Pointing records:
(begin)

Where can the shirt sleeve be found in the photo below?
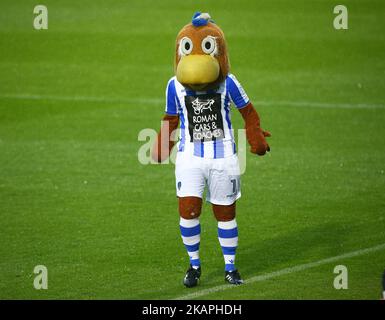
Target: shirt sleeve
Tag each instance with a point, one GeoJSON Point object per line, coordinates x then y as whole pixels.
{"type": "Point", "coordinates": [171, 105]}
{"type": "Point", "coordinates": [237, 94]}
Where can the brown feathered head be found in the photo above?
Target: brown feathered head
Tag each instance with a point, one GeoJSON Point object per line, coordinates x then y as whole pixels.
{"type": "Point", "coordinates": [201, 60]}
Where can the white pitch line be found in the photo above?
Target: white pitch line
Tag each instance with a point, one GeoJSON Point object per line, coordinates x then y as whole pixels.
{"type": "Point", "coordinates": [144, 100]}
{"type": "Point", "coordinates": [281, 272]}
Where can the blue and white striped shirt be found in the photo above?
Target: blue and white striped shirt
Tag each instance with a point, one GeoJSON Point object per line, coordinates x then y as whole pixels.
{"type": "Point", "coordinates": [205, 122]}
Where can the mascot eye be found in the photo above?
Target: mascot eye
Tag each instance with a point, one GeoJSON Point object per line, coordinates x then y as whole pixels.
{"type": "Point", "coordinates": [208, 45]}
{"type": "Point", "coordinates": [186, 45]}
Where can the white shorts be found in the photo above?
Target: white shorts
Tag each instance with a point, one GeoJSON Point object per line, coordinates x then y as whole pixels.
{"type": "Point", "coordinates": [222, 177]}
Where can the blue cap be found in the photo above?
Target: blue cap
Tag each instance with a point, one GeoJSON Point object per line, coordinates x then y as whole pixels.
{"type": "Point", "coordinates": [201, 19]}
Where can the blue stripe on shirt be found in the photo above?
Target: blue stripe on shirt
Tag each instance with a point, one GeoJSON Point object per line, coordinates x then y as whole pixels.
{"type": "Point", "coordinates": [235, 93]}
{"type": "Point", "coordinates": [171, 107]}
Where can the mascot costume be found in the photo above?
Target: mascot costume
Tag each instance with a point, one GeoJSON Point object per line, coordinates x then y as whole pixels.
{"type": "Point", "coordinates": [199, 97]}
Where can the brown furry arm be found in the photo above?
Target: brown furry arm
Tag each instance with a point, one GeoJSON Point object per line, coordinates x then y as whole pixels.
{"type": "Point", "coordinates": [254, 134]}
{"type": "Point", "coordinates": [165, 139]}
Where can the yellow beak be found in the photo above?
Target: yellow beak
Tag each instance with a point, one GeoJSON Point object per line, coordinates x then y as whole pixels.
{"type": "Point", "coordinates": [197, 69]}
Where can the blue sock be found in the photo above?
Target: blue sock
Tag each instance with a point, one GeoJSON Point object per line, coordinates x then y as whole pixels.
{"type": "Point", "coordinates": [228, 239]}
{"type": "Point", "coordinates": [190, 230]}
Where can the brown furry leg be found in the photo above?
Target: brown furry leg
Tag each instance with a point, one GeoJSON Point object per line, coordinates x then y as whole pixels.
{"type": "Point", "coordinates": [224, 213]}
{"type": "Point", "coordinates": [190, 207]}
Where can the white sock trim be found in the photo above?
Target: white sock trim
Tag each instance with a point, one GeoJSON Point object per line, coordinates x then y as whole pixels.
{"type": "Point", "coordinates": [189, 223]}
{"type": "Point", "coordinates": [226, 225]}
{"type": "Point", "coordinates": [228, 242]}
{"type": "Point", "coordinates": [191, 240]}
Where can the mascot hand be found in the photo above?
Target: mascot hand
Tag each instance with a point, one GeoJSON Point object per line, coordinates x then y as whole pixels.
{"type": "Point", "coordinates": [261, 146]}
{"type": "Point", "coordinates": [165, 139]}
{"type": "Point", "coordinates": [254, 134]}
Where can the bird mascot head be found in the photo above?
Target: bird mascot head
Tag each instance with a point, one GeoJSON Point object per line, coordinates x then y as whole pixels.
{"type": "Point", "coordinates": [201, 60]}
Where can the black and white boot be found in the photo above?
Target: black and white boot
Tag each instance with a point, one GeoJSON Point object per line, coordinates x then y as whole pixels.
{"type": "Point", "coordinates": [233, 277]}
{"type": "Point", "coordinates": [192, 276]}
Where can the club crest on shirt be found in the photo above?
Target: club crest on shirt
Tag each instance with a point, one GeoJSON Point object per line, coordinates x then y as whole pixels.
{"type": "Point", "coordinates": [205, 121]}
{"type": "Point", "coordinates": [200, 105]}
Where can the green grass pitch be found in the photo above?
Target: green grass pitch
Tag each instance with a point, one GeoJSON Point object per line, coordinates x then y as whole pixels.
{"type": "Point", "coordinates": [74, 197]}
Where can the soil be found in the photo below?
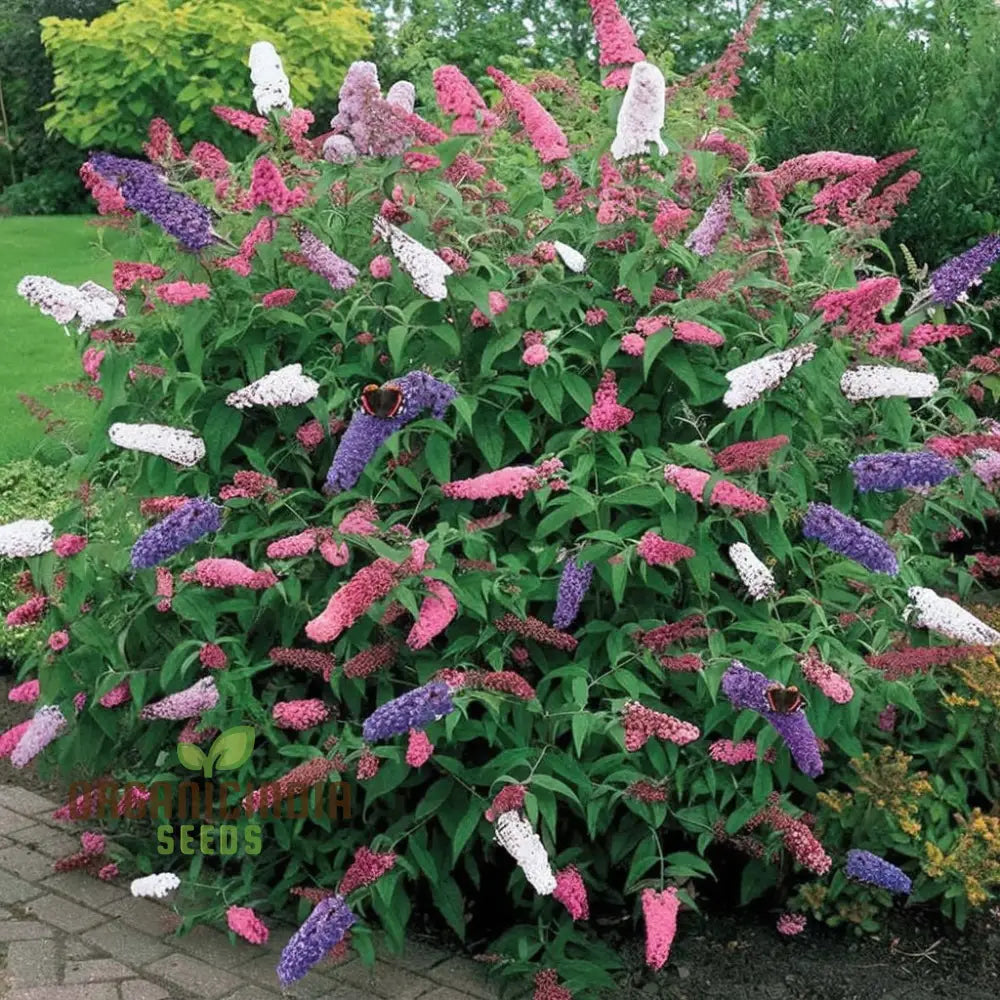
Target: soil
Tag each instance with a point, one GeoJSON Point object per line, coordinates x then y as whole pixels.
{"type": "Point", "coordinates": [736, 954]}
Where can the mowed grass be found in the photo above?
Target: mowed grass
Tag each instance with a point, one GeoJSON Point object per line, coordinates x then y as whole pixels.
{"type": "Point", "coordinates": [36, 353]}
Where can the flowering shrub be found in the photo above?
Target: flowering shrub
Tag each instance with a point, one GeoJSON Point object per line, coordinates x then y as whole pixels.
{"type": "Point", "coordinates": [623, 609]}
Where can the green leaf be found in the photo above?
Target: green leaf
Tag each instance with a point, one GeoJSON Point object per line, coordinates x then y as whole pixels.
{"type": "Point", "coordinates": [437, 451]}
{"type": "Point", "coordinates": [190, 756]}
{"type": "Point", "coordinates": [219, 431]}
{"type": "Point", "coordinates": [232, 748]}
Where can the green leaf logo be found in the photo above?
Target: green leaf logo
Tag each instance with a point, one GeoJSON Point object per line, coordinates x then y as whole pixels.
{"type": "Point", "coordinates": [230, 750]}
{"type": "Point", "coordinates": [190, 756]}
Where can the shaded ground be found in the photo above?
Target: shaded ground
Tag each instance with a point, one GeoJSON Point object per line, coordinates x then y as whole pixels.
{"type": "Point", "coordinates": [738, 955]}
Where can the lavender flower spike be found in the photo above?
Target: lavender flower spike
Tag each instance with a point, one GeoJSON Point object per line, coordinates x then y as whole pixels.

(end)

Problem to solve:
Quote the preceding listing precisely and completely, omitting its images.

Final result:
Where can the shirt sleeve be found in the photo below?
Target: shirt sleeve
Tag each instance with a point, one GeoJSON Point object per line, coordinates x then y as whole pixels.
{"type": "Point", "coordinates": [171, 105]}
{"type": "Point", "coordinates": [237, 94]}
Where can the brown feathered head be found in the photo above?
Target: brown feathered head
Tag each instance with a point, one GeoJSON Point object per line, coordinates x then y as whole pixels.
{"type": "Point", "coordinates": [201, 60]}
Where can the white pitch line be found in the photo above?
Target: white pitch line
Tag each instance with a point, one GeoJSON Point object per line, coordinates x then y as whole pixels.
{"type": "Point", "coordinates": [144, 100]}
{"type": "Point", "coordinates": [281, 272]}
Where can the blue and white striped shirt be found in the photo above?
Target: blue and white striped shirt
Tag each instance with a point, one GeoJSON Point object per line, coordinates x then y as whole pixels.
{"type": "Point", "coordinates": [205, 122]}
Where can the mascot eye be found in the photo above?
Target: mascot eye
Tag each instance with a point, one GeoJSON Point object per line, coordinates x then y as whole pixels.
{"type": "Point", "coordinates": [208, 45]}
{"type": "Point", "coordinates": [186, 45]}
Where can the white shorts be found in the photo above?
Target: white shorts
Tag each instance with a point, one GeoJSON Point object per line, coordinates x then y as whole pixels.
{"type": "Point", "coordinates": [222, 177]}
Where can the blue cap be found in the photo above?
Target: blue cap
Tag each instance with a point, one GeoJSON Point object per line, coordinates x then y as whole pixels.
{"type": "Point", "coordinates": [201, 19]}
Where can the blue stripe on shirt be found in the photo above?
Target: blue stripe on shirt
Tag each instance with a point, one GeoJSON Point object per line, coordinates x then y as whole pixels.
{"type": "Point", "coordinates": [235, 93]}
{"type": "Point", "coordinates": [171, 107]}
Where can the mascot costume be found in the photo above?
Target: mascot costume
Tag each instance with a point, one GeoJSON Point object per line, coordinates x then y as whole pixels.
{"type": "Point", "coordinates": [199, 97]}
Where can the brown furry arm be found in the photo above?
Target: brown furry arm
Tag each instance with a point, one GeoJSON Point object per line, coordinates x then y as whole pixels.
{"type": "Point", "coordinates": [254, 134]}
{"type": "Point", "coordinates": [165, 139]}
Where can the yellow beak be found in the photo above?
Target: yellow beak
Tag each instance with a point, one GeoJSON Point object per line, coordinates x then y as whole pixels.
{"type": "Point", "coordinates": [197, 69]}
Where can the blue sock be found in the photo above?
Target: blue sock
Tag each instance with a point, one GeoJSON Point object per line, coordinates x then y as whole pixels.
{"type": "Point", "coordinates": [228, 239]}
{"type": "Point", "coordinates": [190, 230]}
Where can the brown furry leg be found in the photo above?
Target: brown furry leg
Tag each instance with a point, one GeoJSON Point object per line, coordinates x then y as whole pixels.
{"type": "Point", "coordinates": [224, 213]}
{"type": "Point", "coordinates": [190, 207]}
Where can the white sock trim be found in the photo above?
Target: white sock trim
Tag each instance with a point, one GeoJSON Point object per line, coordinates x then y as whole pixels.
{"type": "Point", "coordinates": [189, 223]}
{"type": "Point", "coordinates": [226, 225]}
{"type": "Point", "coordinates": [228, 242]}
{"type": "Point", "coordinates": [191, 240]}
Where can the mascot hand be found in the photo above?
Target: mascot hand
Tag each instance with a point, one GeoJSON Point object per line, coordinates x then y as whole pixels.
{"type": "Point", "coordinates": [261, 146]}
{"type": "Point", "coordinates": [165, 139]}
{"type": "Point", "coordinates": [254, 134]}
Where can the bird mascot head be found in the photo above?
Target: bird mascot head
Tag each instance with a point, one GeoJSON Point object per line, coordinates x then y as whole pixels.
{"type": "Point", "coordinates": [201, 60]}
Where can the black and white boot be found in the photo above?
Target: black and white boot
Tag each instance with a point, one GeoJSON Point object per line, coordinates x then y as whole pixels.
{"type": "Point", "coordinates": [233, 277]}
{"type": "Point", "coordinates": [192, 276]}
Where can the club crest on shirt be found in the photo above?
Target: club crest on shirt
Tag each instance with a point, one GeoJSON Point object per line, coordinates x then y as whole pixels.
{"type": "Point", "coordinates": [205, 121]}
{"type": "Point", "coordinates": [200, 105]}
Where can the green grass pitch be found in the photo above?
Target: green grass pitch
Tag each instance with a point, one GeoJSON Point object per line, coordinates x then y as whole pixels.
{"type": "Point", "coordinates": [74, 197]}
Where can the soil be found in the photo below?
Target: soil
Tag each instance with a point, one GeoJSON Point object per line, coordinates x then y as whole pixels.
{"type": "Point", "coordinates": [736, 954]}
Where can the mowed grass be found in the photo above?
Target: mowed grass
Tag each instance with a point, one GeoJSON Point object per line, coordinates x then y as whole pixels.
{"type": "Point", "coordinates": [36, 353]}
Where can the flowering shrub be found in the photo above?
Target: flowering shrub
Tag each instance with a point, one GeoJSON Point object per line, coordinates x then y as whole pixels.
{"type": "Point", "coordinates": [623, 609]}
Where can the green leaf be found in the photo above?
Target: green leaf
Tag each instance with a point, one GeoJSON Point object per line, coordinates x then y as whole pixels.
{"type": "Point", "coordinates": [437, 451]}
{"type": "Point", "coordinates": [190, 756]}
{"type": "Point", "coordinates": [219, 431]}
{"type": "Point", "coordinates": [232, 748]}
Where can the green leaf logo be found in the photo above?
Target: green leaf logo
Tag each instance with a point, one GeoJSON Point object per line, coordinates x then y as whole pixels.
{"type": "Point", "coordinates": [230, 750]}
{"type": "Point", "coordinates": [190, 756]}
Where can the shaded ground be found in the photo above?
Target: shaded ground
Tag each instance with a point, one GeoJSON Point object per line, coordinates x then y as whole pixels.
{"type": "Point", "coordinates": [738, 955]}
Where can the lavender flower spike be found in the photo above?
Target: lavender flower spike
Tag each instance with a point, one GeoJSON Point object per line, coordinates x then y as whole pixels.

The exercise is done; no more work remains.